• To do
A word-for-word transcription of the data below is required.

· · ·

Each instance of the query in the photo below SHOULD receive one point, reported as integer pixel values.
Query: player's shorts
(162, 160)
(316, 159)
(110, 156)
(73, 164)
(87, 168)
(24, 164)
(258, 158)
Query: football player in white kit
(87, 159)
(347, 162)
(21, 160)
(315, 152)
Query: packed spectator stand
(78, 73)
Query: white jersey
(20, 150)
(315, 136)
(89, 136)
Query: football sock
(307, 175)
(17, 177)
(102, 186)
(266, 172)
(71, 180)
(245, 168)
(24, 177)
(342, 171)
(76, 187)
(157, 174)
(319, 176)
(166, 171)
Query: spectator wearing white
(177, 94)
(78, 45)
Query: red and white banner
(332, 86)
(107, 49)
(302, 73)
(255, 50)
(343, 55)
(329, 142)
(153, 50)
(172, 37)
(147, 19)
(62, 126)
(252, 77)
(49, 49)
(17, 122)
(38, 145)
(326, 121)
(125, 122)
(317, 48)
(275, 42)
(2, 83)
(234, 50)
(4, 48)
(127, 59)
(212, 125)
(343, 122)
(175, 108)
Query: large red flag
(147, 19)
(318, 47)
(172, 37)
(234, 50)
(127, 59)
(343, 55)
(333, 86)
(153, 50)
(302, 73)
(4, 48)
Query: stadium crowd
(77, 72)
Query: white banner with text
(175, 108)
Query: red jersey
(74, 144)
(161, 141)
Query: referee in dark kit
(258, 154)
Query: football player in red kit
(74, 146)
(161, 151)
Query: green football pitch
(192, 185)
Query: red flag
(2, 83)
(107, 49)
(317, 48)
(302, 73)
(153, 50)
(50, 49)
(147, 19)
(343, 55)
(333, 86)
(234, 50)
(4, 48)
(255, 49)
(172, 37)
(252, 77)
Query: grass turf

· · ·

• Task response
Each instance of the query in the photo below SHOULD receive one point, reported as integer pixel values.
Query: player's shorts
(162, 160)
(316, 159)
(110, 156)
(73, 164)
(87, 168)
(24, 164)
(258, 158)
Query: football player in white kit
(87, 159)
(347, 162)
(21, 160)
(315, 152)
Query: packed spectator stand
(78, 73)
Query: white jersey
(20, 150)
(315, 136)
(89, 136)
Query: football sock
(307, 175)
(17, 177)
(102, 186)
(266, 172)
(71, 180)
(245, 168)
(24, 177)
(342, 171)
(76, 187)
(157, 174)
(319, 176)
(166, 171)
Query: spectator wearing white
(177, 94)
(78, 45)
Query: red and white banner
(332, 86)
(107, 49)
(302, 73)
(255, 50)
(343, 55)
(329, 142)
(153, 50)
(172, 37)
(147, 19)
(62, 126)
(252, 77)
(49, 49)
(17, 122)
(38, 145)
(326, 121)
(125, 122)
(317, 48)
(275, 42)
(2, 83)
(234, 50)
(4, 48)
(127, 59)
(212, 125)
(343, 122)
(175, 108)
Query: large red flag
(147, 19)
(318, 47)
(172, 37)
(234, 50)
(127, 59)
(343, 55)
(333, 86)
(153, 50)
(302, 73)
(4, 48)
Query: stadium crowd
(77, 72)
Query: white banner with text
(175, 108)
Query: red jersey
(74, 144)
(161, 141)
Query: referee in dark kit
(258, 154)
Query: football player in red kit
(74, 146)
(161, 151)
Query: green football pitch
(192, 185)
Query: red flag
(2, 83)
(107, 49)
(317, 48)
(302, 73)
(153, 50)
(50, 49)
(147, 19)
(343, 55)
(333, 86)
(234, 50)
(4, 48)
(255, 49)
(172, 37)
(252, 77)
Query: grass turf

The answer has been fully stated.